WORK TO BE COMPLETED. For the string "instance", search the entries below and copy every line where it appears.

[DATA IN THIS EXERCISE — start]

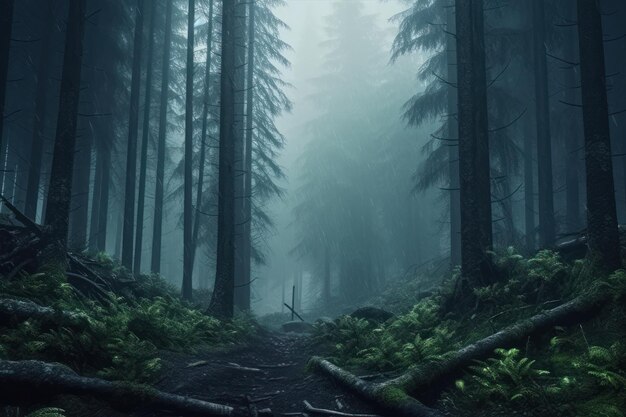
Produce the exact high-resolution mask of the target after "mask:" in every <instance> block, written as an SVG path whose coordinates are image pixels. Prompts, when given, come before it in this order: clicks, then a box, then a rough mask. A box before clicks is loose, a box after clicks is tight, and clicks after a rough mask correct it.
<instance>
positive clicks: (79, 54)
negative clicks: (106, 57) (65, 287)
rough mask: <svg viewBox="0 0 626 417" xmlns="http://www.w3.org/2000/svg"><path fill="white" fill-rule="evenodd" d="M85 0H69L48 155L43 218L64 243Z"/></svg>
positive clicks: (84, 16)
mask: <svg viewBox="0 0 626 417" xmlns="http://www.w3.org/2000/svg"><path fill="white" fill-rule="evenodd" d="M85 2H86V0H70V2H69V9H68V19H67V31H66V37H65V52H64V56H63V72H62V76H61V90H60V97H59V115H58V119H57V127H56V138H55V142H54V151H53V155H52V170H51V173H50V187H49V190H48V200H47V207H46V221H45V223H46V224H47V225H49V226H50V229H51V234H52V238H53V239H55V240H57V241H59V242H60V243H61V244H62V246H65V245H66V242H67V233H68V223H69V215H70V201H71V197H72V173H73V168H74V150H75V145H76V125H77V119H78V103H79V96H80V79H81V78H80V77H81V70H82V54H83V39H84V34H85Z"/></svg>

[DATA IN THIS EXERCISE — finish]

OUTPUT OF THE EXERCISE.
Produce the exact high-resolution mask of the target after "mask:" in every <instance> block, written as an SVG path whose coordinates are image pixels. Prompts, when given, come before it in this order: clicks, then a box, then a rough mask. A box before clicks is loose, a box after clicks is tight, and clicks after a rough mask correct it.
<instance>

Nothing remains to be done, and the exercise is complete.